Görevleriniz>
• a. Sûriyeli kardeşler hakkındaki yazıya göre Selmân-ı Fârisî'ye kaç kişi selâm verdi?
• b. Sûriyeli kardeşler hakkındaki yazının "ECDADIMIZDAN ÖRNEKLER" ile başlayıp "hâliyle mîzân etmeliyiz?" ile biten bölümünü aynen yeniden yazın.
• c. Sûriyeli kardeşler hakkındaki yazıyı son cümlesinden sonra sürdürün.

Okunacak Metin>
--*--
Allah göstermesin ama, bir kış günü şiddetli bir zelzeleye tutulsak; “Aman canım, dışarısı çok soğuk, sıcak yuvamızı terk etmeyelim…” diyebilir miyiz? Evimiz başımıza yıkılmadan, can havliyle kendimizi dışarı atmaz mıyız? Bugünkü Sûriyeli kardeşlerimizin durumu da bundan farksızdır.
ECDADIMIZDAN ÖRNEKLER
Unutmayalım ki bizler, İspanyaʼda katoliklerin katliâmından kaçarak müslümanın merhametine sığınan yahudîlere, Yaratanʼdan ötürü yaratılana şefkat düstûruyla, insanlık nâmına ve mazlumu himâye adına kapısını açmış, ekmeğini bölüşmüş bir ecdâdın torunlarıyız.
O hâlde bugünkü Sûriyeli kardeşlerimize sahip çıkmamız, onları koruyup kollamamız, hem bir din kardeşliği vazifemiz, hem de bir insanlık borcumuzdur.
ÖLÇÜMÜZ ASHÂB-I KİRÂM OLMALI
Bu hususta kendimize toplumdaki gaflet ehlini değil, bize Cenâb-ı Hakkʼın “örnek nesil” olarak takdim ettiği “ashâb-ı kirâm”ı ölçü almalıyız. Hâlimizi, onların hâliyle mîzân etmeliyiz?
Düşünmeliyiz ki:
Biz, ihsan ve ikramlarımızla ashâb-ı kirâma ne kadar yaklaşabiliyoruz? Din kardeşimizi kendimize tercih etmek, onlara verilenlerden dolayı içimizde en ufak bir rahatsızlık duymamak ve nefsimizin cimriliğinden sakınmak hususunda, sahâbe efendilerimize ne kadar benzeyebiliyoruz?
Ashâb-ı kirâmdan Selmân-ı Fârisî –radıyallâhu anh-ʼa iki kişi selâm vererek:
“–Sen Rasûlullah –sallâllâhu aleyhi ve sellem-’in sahâbîsi misin?” diye sormuşlardı. O da:
“–Bilmiyorum.” cevabını verdi. Gelenler, acaba yanlış birine mi geldik diye tereddüt ettiler. Selman –radıyallâhu anh– sözlerini şöyle tamamladı:
“–Ben Rasûlullah –sallâllâhu aleyhi ve sellem-’i gördüm, O’nun meclisinde bulundum. Ancak Allah Rasûlü’nün asıl sahâbîsi, O’nunla birlikte Cennet’e girebilen kişidir.” (Heysemî, VIII, 40-41; Zehebî, Siyer, I, 549)
--*--
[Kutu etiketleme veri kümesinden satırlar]
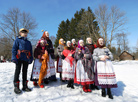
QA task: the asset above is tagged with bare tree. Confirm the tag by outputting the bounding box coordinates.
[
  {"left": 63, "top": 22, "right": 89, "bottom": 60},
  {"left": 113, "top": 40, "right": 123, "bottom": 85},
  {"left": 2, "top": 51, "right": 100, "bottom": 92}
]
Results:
[
  {"left": 0, "top": 8, "right": 37, "bottom": 58},
  {"left": 116, "top": 32, "right": 130, "bottom": 51},
  {"left": 49, "top": 35, "right": 56, "bottom": 44},
  {"left": 77, "top": 8, "right": 100, "bottom": 43},
  {"left": 0, "top": 8, "right": 37, "bottom": 41},
  {"left": 95, "top": 5, "right": 110, "bottom": 43},
  {"left": 95, "top": 4, "right": 127, "bottom": 47}
]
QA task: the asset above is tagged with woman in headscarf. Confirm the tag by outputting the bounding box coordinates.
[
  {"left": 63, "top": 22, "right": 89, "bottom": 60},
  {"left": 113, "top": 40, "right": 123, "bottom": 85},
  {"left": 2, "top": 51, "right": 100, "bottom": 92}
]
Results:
[
  {"left": 41, "top": 31, "right": 57, "bottom": 83},
  {"left": 31, "top": 39, "right": 50, "bottom": 88},
  {"left": 85, "top": 37, "right": 99, "bottom": 90},
  {"left": 57, "top": 38, "right": 65, "bottom": 82},
  {"left": 74, "top": 40, "right": 94, "bottom": 92},
  {"left": 93, "top": 38, "right": 117, "bottom": 99},
  {"left": 62, "top": 41, "right": 75, "bottom": 89}
]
--*--
Yanıtlar>
• a. İki kişi.

• b.
ECDADIMIZDAN ÖRNEKLER
Unutmayalım ki bizler, İspanyaʼda katoliklerin katliâmından kaçarak müslümanın merhametine sığınan yahudîlere, Yaratanʼdan ötürü yaratılana şefkat düstûruyla, insanlık nâmına ve mazlumu himâye adına kapısını açmış, ekmeğini bölüşmüş bir ecdâdın torunlarıyız.
O hâlde bugünkü Sûriyeli kardeşlerimize sahip çıkmamız, onları koruyup kollamamız, hem bir din kardeşliği vazifemiz, hem de bir insanlık borcumuzdur.
ÖLÇÜMÜZ ASHÂB-I KİRÂM OLMALI
Bu hususta kendimize toplumdaki gaflet ehlini değil, bize Cenâb-ı Hakkʼın “örnek nesil” olarak takdim ettiği “ashâb-ı kirâm”ı ölçü almalıyız. Hâlimizi, onların hâliyle mîzân etmeliyiz?

• c.
Hâlbuki Selman –radıyallâhu anh-, yüksek fazîletleri sebebiyle en güzîde sahâbîlerden olmuş, Rasûlullah –sallâllâhu aleyhi ve sellem– Efendimizʼin;
“Selman bizdendir, Ehl-i Beytʼtendir.”[3] iltifatına mazhar olmuştu. Buna rağmen o mübârek sahâbî, Allâhʼa kulluğunu, Rasûlullah –sallâllâhu aleyhi ve sellem– Efendimizʼin sünnetine bağlılığını ve gayret-i dîniyyesini hiçbir zaman yeterli görmeyip dâimâ “havf ve recâ” yani “korku ve ümit” duyguları arasında titreyen bir gönülle yaşamıştır.
Bizler de Allah ve Rasûlüʼne itaatimizi, Ensâr ve Muhâcirlere güzellikle tâbî olma noktasındaki gayret ve fedakârlıklarımızı hiçbir zaman yeterli görmeyip son nefesimize kadar artan bir kulluk heyecanı içinde bulunmak mecburiyetindeyiz. Şâyet bizler de âhirette Peygamber Efendimizʼle, Muhâcirler ve Ensâr ile beraber olmak istiyorsak, bugün onların ahlâkıyla ahlâklanmalı, hayatımızın her safhasında onları adım adım tâkip etmeye gayret göstermeliyiz.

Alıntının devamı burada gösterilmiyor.